EXERCISE GOAL: Reproduce only the lines starting at the one containing "target: paved plaza" and ending at the one containing "258), (112, 260)]]", requests included, rescaling each vertex coordinate in the answer masks by 1.3 and rounding to the nearest whole number, with halves going up. Leave every other number unchanged, including those in the requests and sample outputs.

+++ INPUT ROWS

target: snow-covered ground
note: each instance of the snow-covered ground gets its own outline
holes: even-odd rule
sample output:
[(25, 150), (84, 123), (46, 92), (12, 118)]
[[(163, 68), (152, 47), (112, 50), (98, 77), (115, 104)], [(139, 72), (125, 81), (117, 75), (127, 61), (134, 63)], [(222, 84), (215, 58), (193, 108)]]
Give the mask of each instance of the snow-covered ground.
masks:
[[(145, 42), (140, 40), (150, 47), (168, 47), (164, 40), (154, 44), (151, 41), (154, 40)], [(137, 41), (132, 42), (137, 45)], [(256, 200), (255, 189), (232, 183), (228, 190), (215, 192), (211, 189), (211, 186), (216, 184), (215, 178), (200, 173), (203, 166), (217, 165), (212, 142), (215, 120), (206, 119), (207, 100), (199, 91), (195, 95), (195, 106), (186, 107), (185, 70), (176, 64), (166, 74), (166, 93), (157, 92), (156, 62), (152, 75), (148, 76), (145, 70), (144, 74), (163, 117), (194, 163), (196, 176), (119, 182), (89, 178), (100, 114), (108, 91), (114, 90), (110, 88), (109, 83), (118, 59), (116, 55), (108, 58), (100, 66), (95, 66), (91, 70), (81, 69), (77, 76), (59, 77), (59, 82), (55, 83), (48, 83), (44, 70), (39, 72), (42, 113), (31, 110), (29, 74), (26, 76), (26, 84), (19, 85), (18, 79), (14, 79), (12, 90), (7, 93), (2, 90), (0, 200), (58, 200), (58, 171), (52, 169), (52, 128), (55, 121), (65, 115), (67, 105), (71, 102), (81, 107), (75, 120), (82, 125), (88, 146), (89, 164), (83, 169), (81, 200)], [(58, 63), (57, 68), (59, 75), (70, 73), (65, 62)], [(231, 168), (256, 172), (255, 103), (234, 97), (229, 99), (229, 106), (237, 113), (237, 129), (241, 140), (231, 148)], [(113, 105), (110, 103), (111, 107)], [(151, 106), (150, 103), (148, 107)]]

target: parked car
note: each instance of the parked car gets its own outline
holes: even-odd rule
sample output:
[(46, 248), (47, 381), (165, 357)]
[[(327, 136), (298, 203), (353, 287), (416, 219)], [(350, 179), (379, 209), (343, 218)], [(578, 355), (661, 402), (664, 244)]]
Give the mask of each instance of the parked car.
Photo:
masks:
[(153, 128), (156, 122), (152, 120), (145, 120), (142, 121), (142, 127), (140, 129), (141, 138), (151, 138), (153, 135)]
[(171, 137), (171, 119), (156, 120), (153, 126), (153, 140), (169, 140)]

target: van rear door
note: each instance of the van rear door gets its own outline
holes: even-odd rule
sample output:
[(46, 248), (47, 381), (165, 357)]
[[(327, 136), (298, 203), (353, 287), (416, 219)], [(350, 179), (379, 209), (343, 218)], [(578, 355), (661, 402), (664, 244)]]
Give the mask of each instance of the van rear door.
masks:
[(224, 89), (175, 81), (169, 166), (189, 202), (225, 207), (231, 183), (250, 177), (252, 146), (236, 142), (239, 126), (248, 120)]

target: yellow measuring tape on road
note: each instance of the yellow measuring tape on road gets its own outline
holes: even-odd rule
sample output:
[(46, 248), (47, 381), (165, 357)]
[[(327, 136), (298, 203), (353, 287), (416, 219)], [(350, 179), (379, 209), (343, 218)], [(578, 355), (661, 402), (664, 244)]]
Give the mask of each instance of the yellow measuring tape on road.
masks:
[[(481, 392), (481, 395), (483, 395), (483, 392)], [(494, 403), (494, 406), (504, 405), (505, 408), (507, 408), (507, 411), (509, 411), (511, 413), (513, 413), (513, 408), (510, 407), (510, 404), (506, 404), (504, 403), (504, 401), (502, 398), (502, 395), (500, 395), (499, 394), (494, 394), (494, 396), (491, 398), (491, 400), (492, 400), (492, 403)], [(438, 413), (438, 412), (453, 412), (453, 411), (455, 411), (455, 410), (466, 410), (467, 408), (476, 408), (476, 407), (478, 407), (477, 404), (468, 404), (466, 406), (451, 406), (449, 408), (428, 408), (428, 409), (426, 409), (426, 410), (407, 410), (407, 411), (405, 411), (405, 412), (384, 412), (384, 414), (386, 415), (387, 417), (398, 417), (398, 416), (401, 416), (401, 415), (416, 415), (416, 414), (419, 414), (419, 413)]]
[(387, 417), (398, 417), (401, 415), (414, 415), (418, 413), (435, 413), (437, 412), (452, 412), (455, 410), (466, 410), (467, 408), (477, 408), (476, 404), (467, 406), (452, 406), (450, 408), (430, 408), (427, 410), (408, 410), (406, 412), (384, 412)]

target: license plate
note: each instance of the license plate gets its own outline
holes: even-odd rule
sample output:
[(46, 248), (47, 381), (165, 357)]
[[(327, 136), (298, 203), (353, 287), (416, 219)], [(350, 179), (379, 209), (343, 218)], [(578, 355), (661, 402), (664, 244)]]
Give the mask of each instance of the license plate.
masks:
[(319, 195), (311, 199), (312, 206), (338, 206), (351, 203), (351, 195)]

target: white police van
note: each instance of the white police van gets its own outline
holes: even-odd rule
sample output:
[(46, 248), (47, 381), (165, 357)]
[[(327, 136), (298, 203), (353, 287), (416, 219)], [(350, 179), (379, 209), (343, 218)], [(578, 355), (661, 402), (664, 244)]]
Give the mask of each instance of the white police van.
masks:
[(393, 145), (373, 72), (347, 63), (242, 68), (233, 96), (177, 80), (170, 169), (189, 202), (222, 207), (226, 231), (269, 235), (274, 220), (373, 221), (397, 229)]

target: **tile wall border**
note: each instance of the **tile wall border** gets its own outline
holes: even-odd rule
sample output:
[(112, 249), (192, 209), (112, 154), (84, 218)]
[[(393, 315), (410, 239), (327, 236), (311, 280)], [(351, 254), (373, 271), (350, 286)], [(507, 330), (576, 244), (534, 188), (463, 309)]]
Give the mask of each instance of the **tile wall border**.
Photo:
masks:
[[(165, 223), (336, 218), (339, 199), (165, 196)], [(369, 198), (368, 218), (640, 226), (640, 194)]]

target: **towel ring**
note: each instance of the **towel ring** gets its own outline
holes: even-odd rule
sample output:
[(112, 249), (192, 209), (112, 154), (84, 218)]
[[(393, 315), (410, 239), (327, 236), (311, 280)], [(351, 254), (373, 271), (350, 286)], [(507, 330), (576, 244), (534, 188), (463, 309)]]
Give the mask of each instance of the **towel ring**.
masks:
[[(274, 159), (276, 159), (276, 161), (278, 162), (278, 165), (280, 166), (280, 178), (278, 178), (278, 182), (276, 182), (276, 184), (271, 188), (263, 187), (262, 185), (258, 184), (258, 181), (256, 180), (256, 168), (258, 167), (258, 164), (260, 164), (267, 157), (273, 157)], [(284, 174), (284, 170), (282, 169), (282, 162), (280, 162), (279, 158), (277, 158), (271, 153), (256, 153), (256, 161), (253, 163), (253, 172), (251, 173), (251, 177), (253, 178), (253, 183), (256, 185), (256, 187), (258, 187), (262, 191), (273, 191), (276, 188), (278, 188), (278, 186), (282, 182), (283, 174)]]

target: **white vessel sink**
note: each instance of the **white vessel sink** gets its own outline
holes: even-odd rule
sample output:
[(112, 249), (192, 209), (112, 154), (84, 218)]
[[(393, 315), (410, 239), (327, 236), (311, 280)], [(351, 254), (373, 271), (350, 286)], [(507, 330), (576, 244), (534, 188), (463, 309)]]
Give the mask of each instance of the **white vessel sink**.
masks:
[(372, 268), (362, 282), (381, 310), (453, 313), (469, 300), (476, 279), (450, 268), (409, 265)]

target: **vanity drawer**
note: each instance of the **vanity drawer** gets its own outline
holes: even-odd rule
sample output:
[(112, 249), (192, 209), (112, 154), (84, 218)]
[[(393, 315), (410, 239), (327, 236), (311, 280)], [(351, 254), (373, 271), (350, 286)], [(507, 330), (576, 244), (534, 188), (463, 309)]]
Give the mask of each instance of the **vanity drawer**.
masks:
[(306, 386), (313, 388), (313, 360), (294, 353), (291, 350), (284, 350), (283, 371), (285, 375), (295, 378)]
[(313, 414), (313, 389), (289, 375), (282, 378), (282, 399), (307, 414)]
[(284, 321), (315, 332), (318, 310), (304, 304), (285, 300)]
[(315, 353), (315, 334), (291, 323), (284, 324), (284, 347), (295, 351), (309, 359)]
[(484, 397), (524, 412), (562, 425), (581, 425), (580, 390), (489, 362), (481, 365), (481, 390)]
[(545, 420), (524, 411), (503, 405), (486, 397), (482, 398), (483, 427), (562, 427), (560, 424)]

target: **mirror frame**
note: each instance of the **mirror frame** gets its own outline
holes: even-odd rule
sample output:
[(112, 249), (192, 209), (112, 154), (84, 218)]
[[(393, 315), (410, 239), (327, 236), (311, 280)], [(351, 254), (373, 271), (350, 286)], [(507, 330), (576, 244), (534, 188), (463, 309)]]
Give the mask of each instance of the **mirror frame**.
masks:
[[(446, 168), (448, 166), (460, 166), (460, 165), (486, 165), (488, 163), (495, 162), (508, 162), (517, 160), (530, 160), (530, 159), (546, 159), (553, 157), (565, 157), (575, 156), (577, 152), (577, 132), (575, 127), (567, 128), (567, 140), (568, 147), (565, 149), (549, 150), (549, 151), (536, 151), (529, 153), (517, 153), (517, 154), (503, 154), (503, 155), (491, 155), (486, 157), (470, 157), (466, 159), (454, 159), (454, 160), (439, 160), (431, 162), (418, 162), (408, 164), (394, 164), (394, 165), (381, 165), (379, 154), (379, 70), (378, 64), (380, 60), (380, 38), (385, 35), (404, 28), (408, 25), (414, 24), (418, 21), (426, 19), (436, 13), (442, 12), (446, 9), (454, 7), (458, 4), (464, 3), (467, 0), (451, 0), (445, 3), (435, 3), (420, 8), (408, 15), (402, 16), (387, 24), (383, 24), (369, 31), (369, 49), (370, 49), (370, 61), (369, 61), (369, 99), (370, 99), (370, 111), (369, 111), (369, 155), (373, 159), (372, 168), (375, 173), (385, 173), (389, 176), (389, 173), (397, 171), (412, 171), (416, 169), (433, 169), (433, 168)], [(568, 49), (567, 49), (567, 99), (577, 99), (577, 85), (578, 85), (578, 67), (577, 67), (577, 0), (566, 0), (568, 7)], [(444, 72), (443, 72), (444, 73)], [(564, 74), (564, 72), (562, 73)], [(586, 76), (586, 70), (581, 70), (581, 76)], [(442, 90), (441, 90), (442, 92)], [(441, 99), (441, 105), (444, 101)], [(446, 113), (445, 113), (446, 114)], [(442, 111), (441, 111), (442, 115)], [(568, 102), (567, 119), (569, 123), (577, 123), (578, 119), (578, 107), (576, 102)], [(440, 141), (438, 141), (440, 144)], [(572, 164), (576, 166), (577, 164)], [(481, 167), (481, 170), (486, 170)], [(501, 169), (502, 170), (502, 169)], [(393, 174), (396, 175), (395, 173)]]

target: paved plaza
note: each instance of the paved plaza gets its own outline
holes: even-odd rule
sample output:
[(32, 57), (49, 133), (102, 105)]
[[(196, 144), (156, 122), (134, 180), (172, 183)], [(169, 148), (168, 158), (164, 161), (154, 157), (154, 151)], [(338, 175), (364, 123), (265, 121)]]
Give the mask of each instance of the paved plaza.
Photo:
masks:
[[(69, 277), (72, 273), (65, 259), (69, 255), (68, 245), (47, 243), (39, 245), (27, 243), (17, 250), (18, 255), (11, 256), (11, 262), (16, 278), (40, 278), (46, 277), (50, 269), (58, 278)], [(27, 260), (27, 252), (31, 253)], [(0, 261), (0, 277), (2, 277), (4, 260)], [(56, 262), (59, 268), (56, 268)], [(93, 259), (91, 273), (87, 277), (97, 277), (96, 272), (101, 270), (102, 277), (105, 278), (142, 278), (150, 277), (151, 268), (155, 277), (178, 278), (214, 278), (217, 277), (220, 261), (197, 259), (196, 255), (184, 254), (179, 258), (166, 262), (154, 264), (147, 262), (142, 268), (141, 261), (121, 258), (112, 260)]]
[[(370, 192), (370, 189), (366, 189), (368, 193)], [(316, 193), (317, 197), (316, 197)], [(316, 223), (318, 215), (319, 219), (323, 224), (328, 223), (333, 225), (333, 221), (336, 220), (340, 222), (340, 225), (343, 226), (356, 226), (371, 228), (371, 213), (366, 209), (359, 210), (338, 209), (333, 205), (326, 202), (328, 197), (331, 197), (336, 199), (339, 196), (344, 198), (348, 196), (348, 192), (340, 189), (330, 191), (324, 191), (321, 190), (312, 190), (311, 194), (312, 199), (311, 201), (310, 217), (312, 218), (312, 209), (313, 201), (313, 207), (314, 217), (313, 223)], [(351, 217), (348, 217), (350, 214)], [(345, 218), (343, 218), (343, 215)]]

++++++

ANSWER FOR THE TASK:
target: paved plaza
note: each instance of the paved plaza gets its own outline
holes: even-odd rule
sample output:
[(32, 57), (49, 133), (102, 105)]
[[(196, 144), (156, 122), (134, 180), (172, 183)], [(169, 148), (168, 158), (164, 161), (154, 157), (154, 151)], [(338, 175), (364, 123), (265, 121)]]
Give the mask of each instance of the paved plaza.
Photo:
masks:
[[(90, 360), (94, 355), (85, 337), (90, 332), (88, 319), (61, 316), (51, 319), (35, 316), (22, 325), (23, 332), (14, 333), (14, 341), (21, 361), (52, 361), (60, 360), (65, 350), (75, 361)], [(35, 338), (35, 328), (40, 329)], [(0, 339), (0, 360), (3, 360), (5, 338)], [(73, 341), (77, 348), (73, 348)], [(121, 337), (118, 355), (113, 360), (126, 360), (125, 354), (131, 351), (133, 360), (137, 361), (185, 361), (195, 360), (196, 348), (202, 360), (231, 361), (278, 361), (282, 360), (286, 339), (256, 337), (255, 332), (239, 330), (233, 335), (216, 341), (200, 343), (191, 341), (185, 348), (183, 339), (157, 335), (146, 338)]]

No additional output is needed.